* begin DATA EXCERPTS *

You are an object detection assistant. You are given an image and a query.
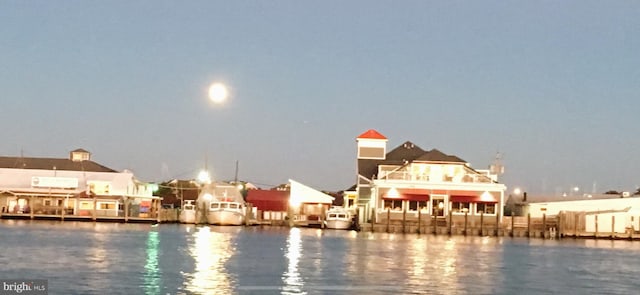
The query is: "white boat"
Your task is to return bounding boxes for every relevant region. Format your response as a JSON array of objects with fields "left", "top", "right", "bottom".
[
  {"left": 207, "top": 201, "right": 245, "bottom": 225},
  {"left": 179, "top": 200, "right": 196, "bottom": 224},
  {"left": 325, "top": 207, "right": 353, "bottom": 229},
  {"left": 198, "top": 183, "right": 246, "bottom": 225}
]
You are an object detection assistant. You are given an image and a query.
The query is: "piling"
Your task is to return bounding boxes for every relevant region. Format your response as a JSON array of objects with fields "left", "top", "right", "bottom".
[
  {"left": 542, "top": 213, "right": 547, "bottom": 239},
  {"left": 387, "top": 208, "right": 391, "bottom": 233},
  {"left": 511, "top": 214, "right": 516, "bottom": 238},
  {"left": 611, "top": 215, "right": 616, "bottom": 239},
  {"left": 480, "top": 211, "right": 484, "bottom": 236},
  {"left": 418, "top": 206, "right": 422, "bottom": 234},
  {"left": 464, "top": 212, "right": 468, "bottom": 236},
  {"left": 433, "top": 215, "right": 438, "bottom": 235},
  {"left": 402, "top": 208, "right": 407, "bottom": 233},
  {"left": 527, "top": 213, "right": 531, "bottom": 238},
  {"left": 447, "top": 210, "right": 453, "bottom": 235}
]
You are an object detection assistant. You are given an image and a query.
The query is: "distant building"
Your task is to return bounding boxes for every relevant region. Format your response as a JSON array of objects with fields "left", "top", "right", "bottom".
[
  {"left": 345, "top": 129, "right": 506, "bottom": 222},
  {"left": 506, "top": 193, "right": 640, "bottom": 233},
  {"left": 0, "top": 149, "right": 160, "bottom": 218},
  {"left": 247, "top": 179, "right": 334, "bottom": 225}
]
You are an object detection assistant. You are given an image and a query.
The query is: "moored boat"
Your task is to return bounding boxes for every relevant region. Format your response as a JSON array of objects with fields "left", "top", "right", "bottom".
[
  {"left": 179, "top": 200, "right": 196, "bottom": 224},
  {"left": 199, "top": 183, "right": 246, "bottom": 225},
  {"left": 207, "top": 201, "right": 245, "bottom": 225},
  {"left": 325, "top": 207, "right": 353, "bottom": 229}
]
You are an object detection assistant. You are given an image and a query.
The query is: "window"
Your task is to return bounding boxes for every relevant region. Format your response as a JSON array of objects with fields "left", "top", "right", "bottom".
[
  {"left": 80, "top": 202, "right": 93, "bottom": 210},
  {"left": 476, "top": 203, "right": 496, "bottom": 214},
  {"left": 98, "top": 203, "right": 116, "bottom": 210},
  {"left": 384, "top": 199, "right": 402, "bottom": 211},
  {"left": 409, "top": 201, "right": 428, "bottom": 211},
  {"left": 451, "top": 202, "right": 471, "bottom": 213}
]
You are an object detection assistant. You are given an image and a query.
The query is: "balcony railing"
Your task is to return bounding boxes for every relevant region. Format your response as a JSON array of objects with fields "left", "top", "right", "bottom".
[{"left": 377, "top": 171, "right": 492, "bottom": 183}]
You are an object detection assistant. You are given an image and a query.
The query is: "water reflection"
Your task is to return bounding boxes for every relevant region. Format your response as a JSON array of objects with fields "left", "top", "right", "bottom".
[
  {"left": 282, "top": 227, "right": 306, "bottom": 294},
  {"left": 143, "top": 231, "right": 162, "bottom": 294},
  {"left": 185, "top": 226, "right": 233, "bottom": 294}
]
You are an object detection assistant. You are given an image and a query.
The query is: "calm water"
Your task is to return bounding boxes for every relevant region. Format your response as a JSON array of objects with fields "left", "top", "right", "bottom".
[{"left": 0, "top": 220, "right": 640, "bottom": 294}]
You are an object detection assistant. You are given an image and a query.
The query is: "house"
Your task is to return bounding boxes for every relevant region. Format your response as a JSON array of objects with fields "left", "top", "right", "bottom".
[
  {"left": 352, "top": 129, "right": 506, "bottom": 223},
  {"left": 508, "top": 193, "right": 640, "bottom": 233},
  {"left": 289, "top": 179, "right": 334, "bottom": 225},
  {"left": 0, "top": 149, "right": 160, "bottom": 221},
  {"left": 247, "top": 179, "right": 334, "bottom": 226},
  {"left": 247, "top": 189, "right": 289, "bottom": 221}
]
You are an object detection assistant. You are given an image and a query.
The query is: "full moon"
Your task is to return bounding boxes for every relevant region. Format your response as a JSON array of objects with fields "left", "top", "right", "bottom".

* end DATA EXCERPTS *

WHAT IS EXPECTED |
Pick out every line in the items above that contains the word "water", and copy each one. Case counts.

RESULT FOR THIS TASK |
The query is: "water reflection"
The query is: "calm water"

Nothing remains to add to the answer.